AIM OF THE EXERCISE: Please report how many of the lines below contain the string "covered", treating uppercase and lowercase as different. Give only the number.

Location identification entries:
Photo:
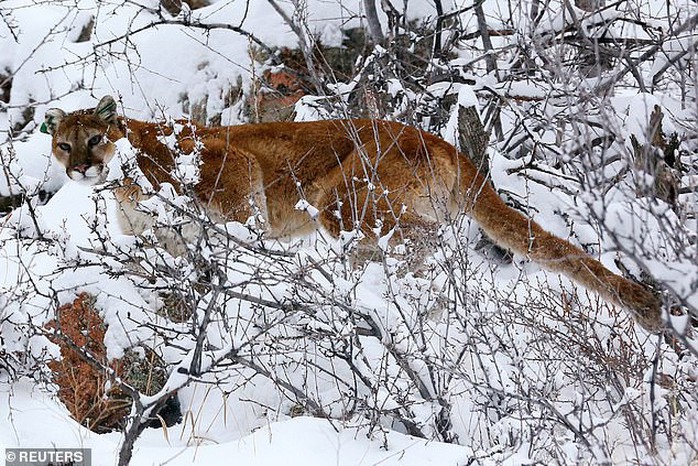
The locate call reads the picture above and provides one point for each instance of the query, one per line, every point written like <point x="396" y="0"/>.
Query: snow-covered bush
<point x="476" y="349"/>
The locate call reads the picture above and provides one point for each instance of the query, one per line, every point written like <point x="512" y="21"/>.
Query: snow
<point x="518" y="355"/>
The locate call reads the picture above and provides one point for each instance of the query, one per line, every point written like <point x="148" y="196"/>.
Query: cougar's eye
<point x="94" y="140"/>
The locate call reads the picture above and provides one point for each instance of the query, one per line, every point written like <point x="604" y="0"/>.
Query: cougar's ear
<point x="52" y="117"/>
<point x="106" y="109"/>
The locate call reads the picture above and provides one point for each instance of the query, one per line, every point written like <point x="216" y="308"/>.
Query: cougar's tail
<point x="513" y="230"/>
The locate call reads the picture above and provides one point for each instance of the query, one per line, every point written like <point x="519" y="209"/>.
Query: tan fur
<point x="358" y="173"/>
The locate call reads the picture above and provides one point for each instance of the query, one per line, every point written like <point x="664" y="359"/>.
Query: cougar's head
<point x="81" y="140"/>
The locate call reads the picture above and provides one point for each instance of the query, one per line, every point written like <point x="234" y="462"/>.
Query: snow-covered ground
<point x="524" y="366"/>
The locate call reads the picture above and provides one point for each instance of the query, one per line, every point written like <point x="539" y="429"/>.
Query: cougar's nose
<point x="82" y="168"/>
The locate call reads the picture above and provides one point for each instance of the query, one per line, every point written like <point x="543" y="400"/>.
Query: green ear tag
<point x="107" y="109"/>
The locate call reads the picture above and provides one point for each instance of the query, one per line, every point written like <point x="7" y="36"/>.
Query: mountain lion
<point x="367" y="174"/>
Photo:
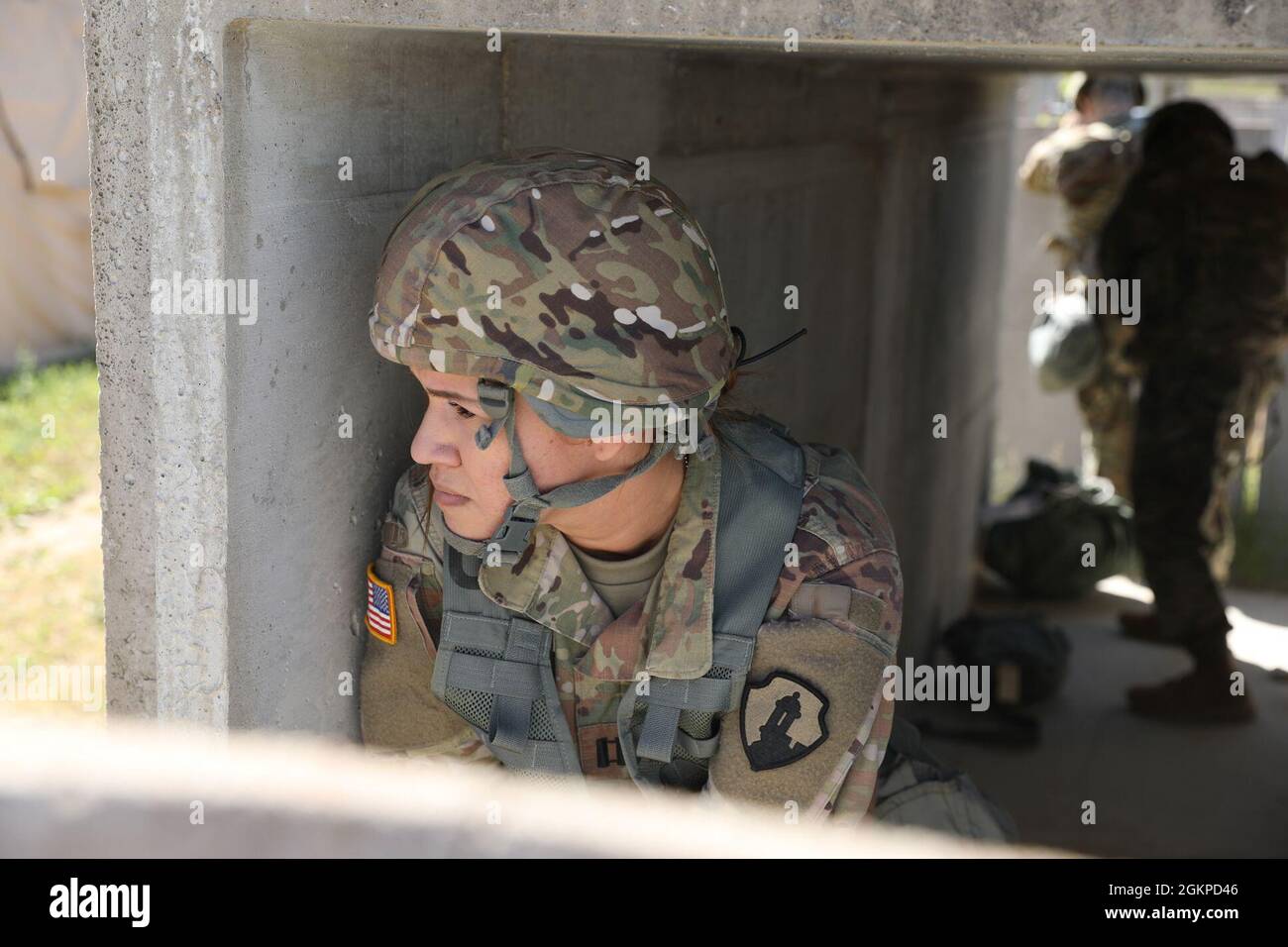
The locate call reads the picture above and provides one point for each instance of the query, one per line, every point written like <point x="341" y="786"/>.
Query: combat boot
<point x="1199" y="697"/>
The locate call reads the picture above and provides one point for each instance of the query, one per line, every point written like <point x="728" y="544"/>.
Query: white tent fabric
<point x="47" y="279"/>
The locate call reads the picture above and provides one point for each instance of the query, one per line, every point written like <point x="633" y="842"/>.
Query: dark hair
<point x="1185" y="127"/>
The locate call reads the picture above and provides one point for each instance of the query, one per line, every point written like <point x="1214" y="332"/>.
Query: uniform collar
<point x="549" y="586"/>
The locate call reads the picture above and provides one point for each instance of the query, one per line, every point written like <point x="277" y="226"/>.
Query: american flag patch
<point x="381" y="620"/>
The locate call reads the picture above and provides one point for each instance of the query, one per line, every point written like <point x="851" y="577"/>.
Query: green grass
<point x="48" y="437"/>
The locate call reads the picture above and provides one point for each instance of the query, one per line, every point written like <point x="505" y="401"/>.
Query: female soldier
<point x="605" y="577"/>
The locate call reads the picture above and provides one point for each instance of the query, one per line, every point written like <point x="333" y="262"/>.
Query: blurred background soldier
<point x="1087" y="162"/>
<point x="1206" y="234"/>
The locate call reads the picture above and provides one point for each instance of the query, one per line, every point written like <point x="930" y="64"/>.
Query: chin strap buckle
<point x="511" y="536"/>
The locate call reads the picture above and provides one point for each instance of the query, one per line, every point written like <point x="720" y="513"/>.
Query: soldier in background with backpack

SOLUTION: 2